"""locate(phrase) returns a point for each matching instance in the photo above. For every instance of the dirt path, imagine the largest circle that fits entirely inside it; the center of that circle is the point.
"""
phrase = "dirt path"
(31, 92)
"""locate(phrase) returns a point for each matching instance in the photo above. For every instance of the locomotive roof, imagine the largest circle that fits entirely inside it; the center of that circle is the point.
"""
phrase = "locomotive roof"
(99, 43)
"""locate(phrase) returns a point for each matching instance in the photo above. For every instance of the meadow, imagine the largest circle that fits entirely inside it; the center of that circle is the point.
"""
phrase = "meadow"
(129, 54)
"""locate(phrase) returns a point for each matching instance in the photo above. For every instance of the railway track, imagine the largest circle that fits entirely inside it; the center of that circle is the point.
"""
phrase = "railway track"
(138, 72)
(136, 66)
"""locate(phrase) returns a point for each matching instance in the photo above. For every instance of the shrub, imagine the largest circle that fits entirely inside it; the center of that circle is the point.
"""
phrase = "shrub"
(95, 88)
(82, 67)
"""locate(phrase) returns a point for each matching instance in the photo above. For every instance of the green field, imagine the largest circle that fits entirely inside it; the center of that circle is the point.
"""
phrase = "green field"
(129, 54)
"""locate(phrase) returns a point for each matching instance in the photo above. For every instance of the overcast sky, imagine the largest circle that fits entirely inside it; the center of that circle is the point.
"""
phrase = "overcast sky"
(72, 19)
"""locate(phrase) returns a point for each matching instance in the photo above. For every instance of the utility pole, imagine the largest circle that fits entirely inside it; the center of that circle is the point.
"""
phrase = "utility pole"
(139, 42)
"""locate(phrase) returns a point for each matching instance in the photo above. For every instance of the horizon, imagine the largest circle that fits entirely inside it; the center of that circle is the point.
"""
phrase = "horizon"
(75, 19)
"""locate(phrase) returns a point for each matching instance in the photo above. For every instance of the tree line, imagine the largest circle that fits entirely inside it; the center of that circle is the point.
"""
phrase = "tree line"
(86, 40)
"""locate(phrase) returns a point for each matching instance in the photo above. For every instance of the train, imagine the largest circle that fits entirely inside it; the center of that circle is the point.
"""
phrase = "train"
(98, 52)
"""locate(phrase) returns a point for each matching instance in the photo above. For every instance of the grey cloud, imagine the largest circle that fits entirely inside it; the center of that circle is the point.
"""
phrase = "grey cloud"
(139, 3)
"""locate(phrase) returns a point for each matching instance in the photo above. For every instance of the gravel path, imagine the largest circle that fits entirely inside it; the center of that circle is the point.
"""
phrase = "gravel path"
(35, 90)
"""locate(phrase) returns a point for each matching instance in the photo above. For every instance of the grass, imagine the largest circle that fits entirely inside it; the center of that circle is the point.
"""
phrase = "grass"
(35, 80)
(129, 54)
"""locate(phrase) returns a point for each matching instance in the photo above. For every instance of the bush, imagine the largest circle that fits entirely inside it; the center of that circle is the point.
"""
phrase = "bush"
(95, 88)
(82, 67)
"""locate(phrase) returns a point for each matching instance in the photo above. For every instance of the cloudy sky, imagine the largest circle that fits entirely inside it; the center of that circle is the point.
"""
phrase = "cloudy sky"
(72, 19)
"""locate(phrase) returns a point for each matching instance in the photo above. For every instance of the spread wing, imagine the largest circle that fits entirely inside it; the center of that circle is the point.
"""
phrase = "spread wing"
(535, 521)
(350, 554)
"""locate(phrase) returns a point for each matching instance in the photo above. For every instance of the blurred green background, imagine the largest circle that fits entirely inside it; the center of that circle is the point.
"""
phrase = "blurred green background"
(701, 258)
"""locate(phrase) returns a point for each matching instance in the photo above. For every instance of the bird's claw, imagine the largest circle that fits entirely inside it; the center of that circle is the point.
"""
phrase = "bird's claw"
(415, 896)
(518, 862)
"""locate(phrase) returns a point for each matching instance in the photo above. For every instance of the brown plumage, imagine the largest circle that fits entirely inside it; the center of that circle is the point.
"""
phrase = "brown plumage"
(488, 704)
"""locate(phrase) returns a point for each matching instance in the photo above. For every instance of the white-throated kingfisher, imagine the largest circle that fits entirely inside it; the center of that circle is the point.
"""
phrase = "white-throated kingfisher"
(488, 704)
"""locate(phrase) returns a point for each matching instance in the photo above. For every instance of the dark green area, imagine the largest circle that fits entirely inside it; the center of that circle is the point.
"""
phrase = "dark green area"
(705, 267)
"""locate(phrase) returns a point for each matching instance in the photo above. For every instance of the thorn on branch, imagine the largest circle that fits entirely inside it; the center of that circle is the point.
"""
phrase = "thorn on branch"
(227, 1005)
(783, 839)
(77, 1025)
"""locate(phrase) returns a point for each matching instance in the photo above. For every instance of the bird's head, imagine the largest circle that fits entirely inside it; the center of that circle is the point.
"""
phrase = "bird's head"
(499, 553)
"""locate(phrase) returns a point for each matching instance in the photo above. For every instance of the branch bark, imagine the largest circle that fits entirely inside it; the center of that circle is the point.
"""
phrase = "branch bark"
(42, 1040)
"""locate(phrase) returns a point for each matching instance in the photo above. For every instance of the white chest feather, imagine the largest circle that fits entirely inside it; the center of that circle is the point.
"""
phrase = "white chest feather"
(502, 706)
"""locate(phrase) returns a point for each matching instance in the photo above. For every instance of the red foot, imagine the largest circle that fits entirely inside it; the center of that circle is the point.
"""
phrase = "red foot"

* * * * *

Rescale everything from the line containing "the white chest" down to the end of the data, both ends included. Give those lines again in full, requests included, with each coordinate in the answers multiplied by 0.2 and rounded to a whole number, halves rounding up.

"""locate(phrase) returns a point for each matching instance in the photo above. For every instance of the white chest feather, imagine the largest circle that fits entirely inside it; the center of that circle is the point.
"""
phrase = "white chest feather"
(100, 141)
"""locate(phrase) returns a point for each matching instance in the photo above. For every instance of the red foot, imagine the largest circle that fits entirely inside it; the center of that circle is the point.
"""
phrase = "red foot"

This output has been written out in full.